-- SUPPLIED DATA --

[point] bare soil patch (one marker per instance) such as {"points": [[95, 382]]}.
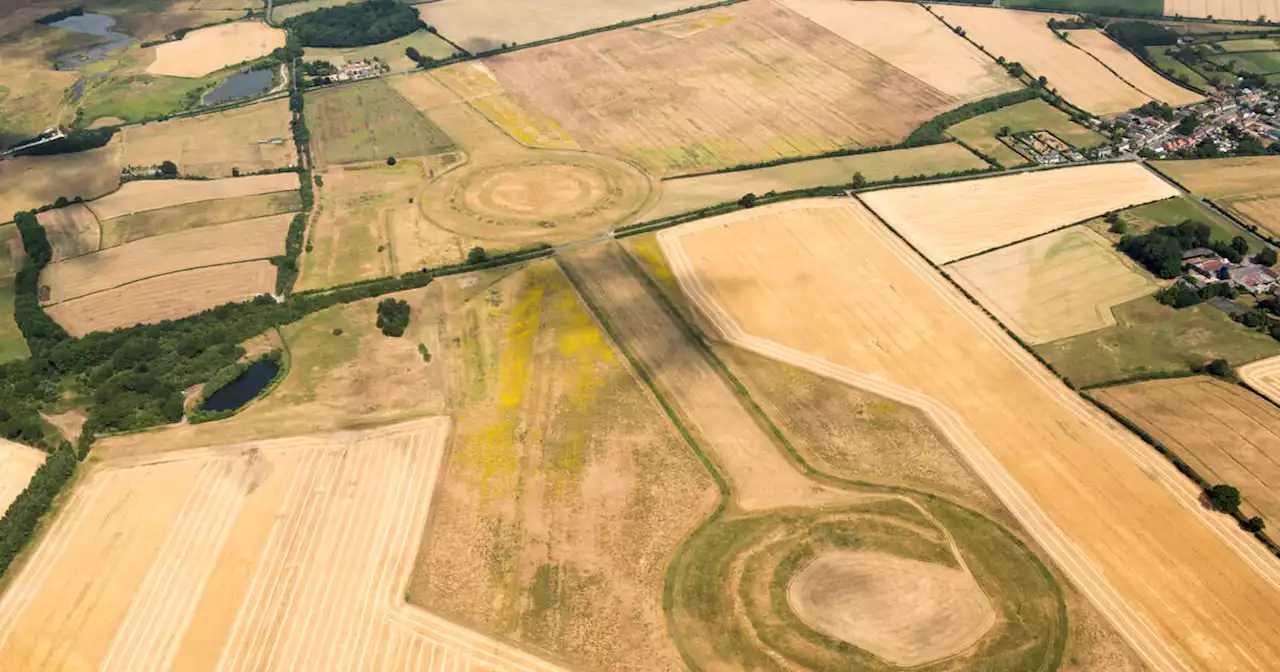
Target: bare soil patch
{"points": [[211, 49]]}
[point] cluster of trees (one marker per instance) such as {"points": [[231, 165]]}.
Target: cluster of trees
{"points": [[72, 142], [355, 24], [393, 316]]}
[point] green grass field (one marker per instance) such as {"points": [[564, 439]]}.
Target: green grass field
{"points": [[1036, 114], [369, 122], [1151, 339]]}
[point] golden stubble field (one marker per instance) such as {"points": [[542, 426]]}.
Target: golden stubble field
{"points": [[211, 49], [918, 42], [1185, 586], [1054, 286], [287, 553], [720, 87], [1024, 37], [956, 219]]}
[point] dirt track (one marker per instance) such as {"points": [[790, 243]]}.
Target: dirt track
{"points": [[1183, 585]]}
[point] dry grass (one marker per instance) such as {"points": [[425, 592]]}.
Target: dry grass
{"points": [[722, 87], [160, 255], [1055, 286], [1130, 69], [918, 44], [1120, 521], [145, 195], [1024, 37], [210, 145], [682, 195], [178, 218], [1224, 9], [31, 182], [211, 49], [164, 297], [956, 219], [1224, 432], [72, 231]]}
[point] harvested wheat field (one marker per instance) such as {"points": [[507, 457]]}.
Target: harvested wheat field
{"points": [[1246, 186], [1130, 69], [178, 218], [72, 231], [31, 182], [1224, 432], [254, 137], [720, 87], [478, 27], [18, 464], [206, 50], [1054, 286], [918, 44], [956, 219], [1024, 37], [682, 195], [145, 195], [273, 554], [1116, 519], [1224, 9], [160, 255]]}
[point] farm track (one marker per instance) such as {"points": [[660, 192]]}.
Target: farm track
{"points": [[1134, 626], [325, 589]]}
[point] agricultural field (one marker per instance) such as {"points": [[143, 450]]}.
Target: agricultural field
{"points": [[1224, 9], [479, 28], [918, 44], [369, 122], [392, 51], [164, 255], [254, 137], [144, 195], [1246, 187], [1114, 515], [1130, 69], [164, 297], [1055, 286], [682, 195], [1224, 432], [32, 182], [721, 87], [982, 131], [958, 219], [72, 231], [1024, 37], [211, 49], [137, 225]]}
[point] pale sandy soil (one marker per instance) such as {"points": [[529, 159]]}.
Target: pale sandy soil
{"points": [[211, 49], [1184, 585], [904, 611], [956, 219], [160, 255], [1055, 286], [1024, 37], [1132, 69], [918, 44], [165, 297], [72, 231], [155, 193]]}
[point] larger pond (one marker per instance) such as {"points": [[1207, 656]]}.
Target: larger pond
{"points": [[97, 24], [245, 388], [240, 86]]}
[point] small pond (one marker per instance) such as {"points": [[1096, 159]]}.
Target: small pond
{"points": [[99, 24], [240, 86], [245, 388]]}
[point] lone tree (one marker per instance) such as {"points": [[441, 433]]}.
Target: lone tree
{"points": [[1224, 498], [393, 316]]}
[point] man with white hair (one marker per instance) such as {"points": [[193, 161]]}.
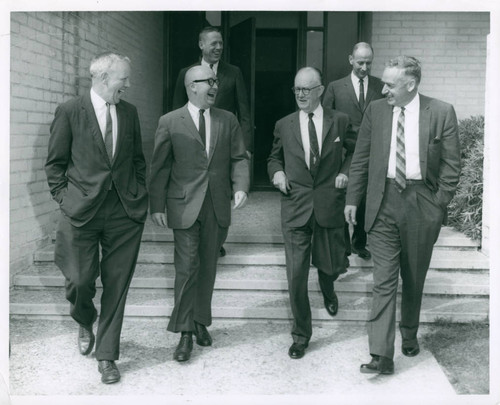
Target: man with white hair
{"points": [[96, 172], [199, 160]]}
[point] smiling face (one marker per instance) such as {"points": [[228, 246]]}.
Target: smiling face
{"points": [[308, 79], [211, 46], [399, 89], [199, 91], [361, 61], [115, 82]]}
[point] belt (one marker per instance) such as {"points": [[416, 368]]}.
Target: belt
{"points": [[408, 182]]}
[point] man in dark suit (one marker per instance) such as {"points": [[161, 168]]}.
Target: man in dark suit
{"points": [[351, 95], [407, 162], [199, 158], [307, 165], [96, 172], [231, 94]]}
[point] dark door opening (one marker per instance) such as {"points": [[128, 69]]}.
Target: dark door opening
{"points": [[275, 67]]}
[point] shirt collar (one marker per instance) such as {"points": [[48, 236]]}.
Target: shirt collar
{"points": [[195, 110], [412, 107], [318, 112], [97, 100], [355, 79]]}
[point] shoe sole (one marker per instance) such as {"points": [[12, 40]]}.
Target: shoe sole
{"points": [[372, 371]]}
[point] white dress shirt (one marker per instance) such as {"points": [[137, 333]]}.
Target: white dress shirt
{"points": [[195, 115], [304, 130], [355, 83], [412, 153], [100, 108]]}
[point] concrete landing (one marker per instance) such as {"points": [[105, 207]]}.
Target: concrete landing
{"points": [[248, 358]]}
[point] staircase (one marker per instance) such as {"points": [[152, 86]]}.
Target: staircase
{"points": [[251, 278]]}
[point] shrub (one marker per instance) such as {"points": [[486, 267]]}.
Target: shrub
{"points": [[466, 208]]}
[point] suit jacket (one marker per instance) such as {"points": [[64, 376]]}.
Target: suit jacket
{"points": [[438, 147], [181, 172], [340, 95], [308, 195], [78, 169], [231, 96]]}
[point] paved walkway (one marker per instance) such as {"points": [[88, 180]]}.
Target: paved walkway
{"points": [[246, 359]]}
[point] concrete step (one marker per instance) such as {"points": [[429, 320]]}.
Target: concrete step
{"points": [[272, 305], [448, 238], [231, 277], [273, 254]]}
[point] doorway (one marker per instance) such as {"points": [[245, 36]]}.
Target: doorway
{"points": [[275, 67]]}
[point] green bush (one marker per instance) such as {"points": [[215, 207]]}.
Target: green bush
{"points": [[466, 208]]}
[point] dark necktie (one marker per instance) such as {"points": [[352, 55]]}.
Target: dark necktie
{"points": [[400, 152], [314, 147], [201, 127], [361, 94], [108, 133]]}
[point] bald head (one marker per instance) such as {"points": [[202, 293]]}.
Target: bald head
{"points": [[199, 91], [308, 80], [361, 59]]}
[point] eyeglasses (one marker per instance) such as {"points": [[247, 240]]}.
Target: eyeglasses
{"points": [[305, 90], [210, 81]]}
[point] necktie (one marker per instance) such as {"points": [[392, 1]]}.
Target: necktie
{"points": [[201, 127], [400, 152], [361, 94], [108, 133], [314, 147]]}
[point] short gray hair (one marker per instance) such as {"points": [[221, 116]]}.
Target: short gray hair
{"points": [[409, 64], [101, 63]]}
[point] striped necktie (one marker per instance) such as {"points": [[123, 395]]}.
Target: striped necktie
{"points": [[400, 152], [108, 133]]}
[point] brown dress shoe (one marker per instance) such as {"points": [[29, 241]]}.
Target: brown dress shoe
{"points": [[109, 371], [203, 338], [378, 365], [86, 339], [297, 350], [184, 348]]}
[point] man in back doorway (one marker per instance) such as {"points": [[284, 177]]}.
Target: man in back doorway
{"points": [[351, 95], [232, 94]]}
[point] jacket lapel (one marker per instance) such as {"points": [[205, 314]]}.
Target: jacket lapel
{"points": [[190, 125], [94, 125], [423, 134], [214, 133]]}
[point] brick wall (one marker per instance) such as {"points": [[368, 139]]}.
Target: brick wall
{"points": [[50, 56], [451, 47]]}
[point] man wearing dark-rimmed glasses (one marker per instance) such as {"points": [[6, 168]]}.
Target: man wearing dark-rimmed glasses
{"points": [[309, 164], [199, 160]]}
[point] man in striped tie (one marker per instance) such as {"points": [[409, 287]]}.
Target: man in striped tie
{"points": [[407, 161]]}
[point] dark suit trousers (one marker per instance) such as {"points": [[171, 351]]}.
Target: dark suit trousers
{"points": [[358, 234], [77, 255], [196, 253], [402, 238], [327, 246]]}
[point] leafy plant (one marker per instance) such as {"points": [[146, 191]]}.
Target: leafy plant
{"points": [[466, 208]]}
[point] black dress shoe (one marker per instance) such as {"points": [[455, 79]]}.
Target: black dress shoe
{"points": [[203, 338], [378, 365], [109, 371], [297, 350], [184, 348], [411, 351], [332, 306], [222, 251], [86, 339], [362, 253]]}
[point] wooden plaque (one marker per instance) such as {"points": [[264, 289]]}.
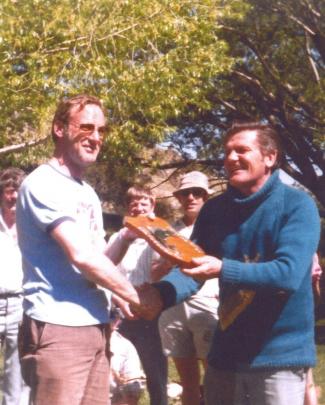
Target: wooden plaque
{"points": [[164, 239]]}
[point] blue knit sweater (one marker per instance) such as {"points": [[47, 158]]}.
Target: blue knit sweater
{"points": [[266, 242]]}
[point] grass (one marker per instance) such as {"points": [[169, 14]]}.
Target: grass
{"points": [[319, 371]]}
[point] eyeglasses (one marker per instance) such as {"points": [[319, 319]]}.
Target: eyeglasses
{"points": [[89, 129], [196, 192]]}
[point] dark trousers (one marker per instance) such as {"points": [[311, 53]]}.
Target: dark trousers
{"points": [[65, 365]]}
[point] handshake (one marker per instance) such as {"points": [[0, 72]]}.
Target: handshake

-- TASK DESCRIPTION --
Copy out word for word the stretch of data above, from the line containing "[point] handshake (one" through the end of the data.

-- RESULT OF THIS TASK --
[point] handshake (one marker per instance) such as {"points": [[0, 72]]}.
Target: handshake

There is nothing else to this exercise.